EXERCISE BRIEF: Reproduce every entry below precisely; do not include the pictures.
### RECORDS FOR THIS EXERCISE ###
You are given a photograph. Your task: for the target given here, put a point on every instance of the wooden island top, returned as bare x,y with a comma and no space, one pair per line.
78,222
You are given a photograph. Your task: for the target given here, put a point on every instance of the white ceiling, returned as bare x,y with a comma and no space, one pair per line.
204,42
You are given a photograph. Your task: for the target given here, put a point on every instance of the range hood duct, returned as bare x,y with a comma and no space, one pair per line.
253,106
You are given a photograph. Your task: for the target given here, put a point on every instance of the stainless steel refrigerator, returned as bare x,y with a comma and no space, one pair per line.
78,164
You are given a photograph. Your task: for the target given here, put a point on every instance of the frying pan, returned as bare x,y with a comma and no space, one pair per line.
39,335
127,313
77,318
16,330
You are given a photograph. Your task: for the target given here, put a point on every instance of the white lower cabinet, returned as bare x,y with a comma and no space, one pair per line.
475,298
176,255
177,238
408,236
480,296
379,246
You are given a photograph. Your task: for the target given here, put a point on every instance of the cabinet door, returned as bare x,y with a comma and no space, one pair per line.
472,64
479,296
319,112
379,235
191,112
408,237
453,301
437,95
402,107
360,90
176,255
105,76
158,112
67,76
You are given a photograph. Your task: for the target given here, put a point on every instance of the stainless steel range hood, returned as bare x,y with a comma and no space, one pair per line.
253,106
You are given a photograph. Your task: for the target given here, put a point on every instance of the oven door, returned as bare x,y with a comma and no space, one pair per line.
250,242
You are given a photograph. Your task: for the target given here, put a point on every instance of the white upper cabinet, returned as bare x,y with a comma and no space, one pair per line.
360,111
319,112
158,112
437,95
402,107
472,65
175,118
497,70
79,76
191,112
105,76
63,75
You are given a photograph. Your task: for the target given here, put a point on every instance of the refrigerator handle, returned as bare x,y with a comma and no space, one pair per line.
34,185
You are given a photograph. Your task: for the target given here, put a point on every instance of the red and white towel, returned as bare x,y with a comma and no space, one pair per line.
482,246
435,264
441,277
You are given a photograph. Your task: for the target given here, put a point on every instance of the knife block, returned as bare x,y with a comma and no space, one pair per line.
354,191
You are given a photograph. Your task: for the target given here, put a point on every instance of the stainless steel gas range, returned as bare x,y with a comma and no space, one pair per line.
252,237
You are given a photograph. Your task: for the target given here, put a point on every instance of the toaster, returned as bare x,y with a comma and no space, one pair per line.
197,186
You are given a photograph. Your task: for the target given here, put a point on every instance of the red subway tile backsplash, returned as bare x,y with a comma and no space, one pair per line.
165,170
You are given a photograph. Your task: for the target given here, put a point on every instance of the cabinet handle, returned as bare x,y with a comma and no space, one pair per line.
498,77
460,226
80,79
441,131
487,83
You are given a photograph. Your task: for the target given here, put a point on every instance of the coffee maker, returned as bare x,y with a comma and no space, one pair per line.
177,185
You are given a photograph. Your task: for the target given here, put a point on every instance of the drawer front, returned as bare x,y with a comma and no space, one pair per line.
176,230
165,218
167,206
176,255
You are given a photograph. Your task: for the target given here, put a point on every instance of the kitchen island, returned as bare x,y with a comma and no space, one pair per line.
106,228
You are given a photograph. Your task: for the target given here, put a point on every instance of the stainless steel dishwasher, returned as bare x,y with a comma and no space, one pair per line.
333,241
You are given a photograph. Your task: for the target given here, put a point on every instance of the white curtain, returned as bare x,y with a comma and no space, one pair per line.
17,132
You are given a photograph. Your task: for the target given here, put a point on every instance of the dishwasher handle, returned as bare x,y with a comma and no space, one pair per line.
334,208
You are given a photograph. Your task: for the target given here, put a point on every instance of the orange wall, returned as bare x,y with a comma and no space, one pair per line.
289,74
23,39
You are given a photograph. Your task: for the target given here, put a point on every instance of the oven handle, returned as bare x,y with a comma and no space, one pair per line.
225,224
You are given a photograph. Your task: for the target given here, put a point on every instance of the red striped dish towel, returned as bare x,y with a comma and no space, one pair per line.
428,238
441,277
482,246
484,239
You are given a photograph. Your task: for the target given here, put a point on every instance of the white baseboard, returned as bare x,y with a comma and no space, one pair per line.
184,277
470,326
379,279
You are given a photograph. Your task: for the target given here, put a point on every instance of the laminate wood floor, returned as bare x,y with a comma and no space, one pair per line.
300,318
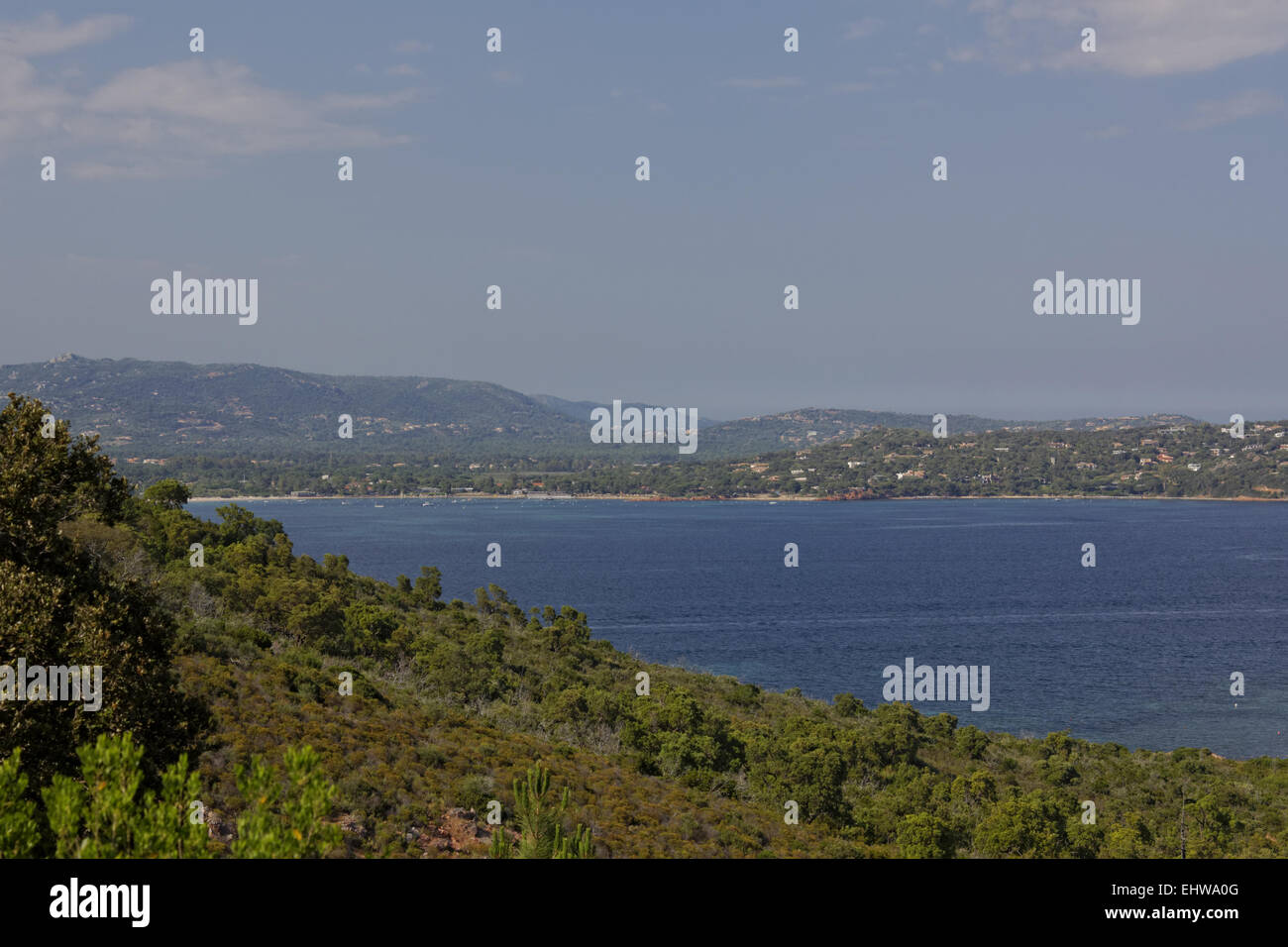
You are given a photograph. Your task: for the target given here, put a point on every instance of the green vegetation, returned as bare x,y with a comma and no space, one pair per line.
452,703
###
COMPLETE ANSWER:
You are given a photograph. Your task: for the target given here, put a point on every instance of the wooden island top, returned as bare x,y with a comma and no space, one pair per line.
78,222
You are given a photograph. Your task: for the target given here, put a point on every instance of the white ceiling, returned as bare x,y with a comma and no space, one pair per line.
204,42
You are given a photograph. Your task: for the target given here, put a point on every instance of the range hood duct, returned as bare x,y with a comma and no space, one pair per line.
253,106
You are given a photograph. Your task: for the target given here, put a point on every instance of the stainless steel refrigerator, returned as bare x,y with a comma and no space, one pair per line.
78,164
You are given a photograph. Your task: for the target given here, put a point on every instance of the frying pan, returned as bare x,y with a comma and no space, one pair per line.
39,335
127,313
77,318
16,330
You are given a photograph. Your task: for the target given here, put a point on every instance of the white lower cabinet, returned as bare x,y with a comma and no space, one pair per line.
475,298
176,255
177,238
408,236
480,296
379,246
You are given a photograph. Your task: for the target given here, put a point on every instance of the cabinet door, returned as bare x,y with a comma and no space, one pair per line.
472,64
479,296
319,112
379,235
191,112
408,237
453,301
437,95
402,107
360,90
176,255
105,76
158,112
67,76
You are given a photograph. Your task: for the target given here, put a point on every instance of the stainless steel range hood, returned as bare x,y with a comma and no space, one pair per line.
253,106
You are given a photograph. Your task: for the target given here, put a point on every instance of the oven door, returned as bare x,y with a comma and no space, one pair per line.
250,242
You are given a photograph. Your task: for the target given here, put a point on every instance of the white upper cabinet, returned as bare x,y with a comma and no space, one pair per line.
360,111
319,112
158,112
437,95
402,107
472,65
175,118
497,70
79,76
191,112
105,76
63,75
You are given a photograph. Your task: for the target given here, put a point on every instance of the refrigerator handle, returned as bare x,y with a comma and no space, one pair per line.
34,185
You are given a photograph. Your task: for the target given here, put a point on every instance of the red and white towel, returned as bare x,y with a comma and no space, one pair per line.
482,246
435,264
441,277
You are given a photograph. Your task: for the target given here, put a point on every instance of the knife block, returned as bare x,y with a comma and no space, one pair per line.
354,191
You are given a photograph. Your task: for the target given here, put a point on every instance of the stainless steel gas range, returned as bare x,y with a comma and no space, one pair per line.
252,237
You are given a photograph. Your task: for the target given here, put a point on every instance of the toaster, returned as bare x,y with a comma and no space, one pair per line.
197,186
You are given a photograph. Your task: for the target given here, put a point on every instance of the red subway tile backsplash, returned as bare x,y with a comma and no space, one pair per line.
165,170
You are given a photograph. Your task: for the target given here, put a point on every instance of the cabinet handle, returned as bare x,y with a comma and no space, one pair per line.
498,77
460,226
80,79
441,131
487,83
You are given a photograph. Your task: for the target given here, put a point on every instance of the coffee maker, returned as bare x,y with a comma and no space, one pair per line.
177,185
You are given a photograph. Your task: for the target given here, put a point on every instance of the drawer front, returned as bare x,y with a comma and no space, one pair per line.
176,230
165,218
167,206
176,255
You are given a photograph. Your task: for the target given here, put a point on every instance of the kitchen island, returned as bare x,y with a comma and no space, one pair per line.
106,228
You are given a photograph. Your task: for the target given here, put a point on every instance of the stainless steel dishwasher, returned as bare x,y with a comma and no space, one pair per line.
333,241
You are given a photograph. Your task: for the target given here, put a point on every instance of the white curtain, returned as bare x,y with a comma and no space, one pair per line.
17,132
You are given a photograph. Your task: for the target given here, put a point on every instance of the dishwasher handle, returned as bare x,y with a comma and no space, one pair per line.
334,208
You are given a photograph. Your task: for the target given here, put a point on every instance of the orange wall, returned as bare x,y with a comma and no space, one pair per line.
289,74
23,39
You are given a photograph. Your task: for the target given here, put a point on every instance of the oven handle, returned as bare x,y with a comma and no space, one pair per line.
225,224
You are given a photograph. Your task: for the target given here, put a point on every instance of the red striped dish towel, returned as bare x,y with a comma and no space, one pair per line.
428,238
441,277
482,246
484,239
You are given a photograph. Your task: for the target given here, put a point on every instance of the white baseboard, returned as bare x,y with a comma and no space, one pair per line.
184,277
470,326
379,279
You are given a photograph. Your task: for the target given here, put a point on every instance of the laminate wood floor, returned as bare x,y with a comma and no space, one pair per line.
300,318
You are given a photograph. Your task: for the target given here, put a point on every instance of the green vegetation, returned as bare x,y with a comma and no space, one pair per line.
452,703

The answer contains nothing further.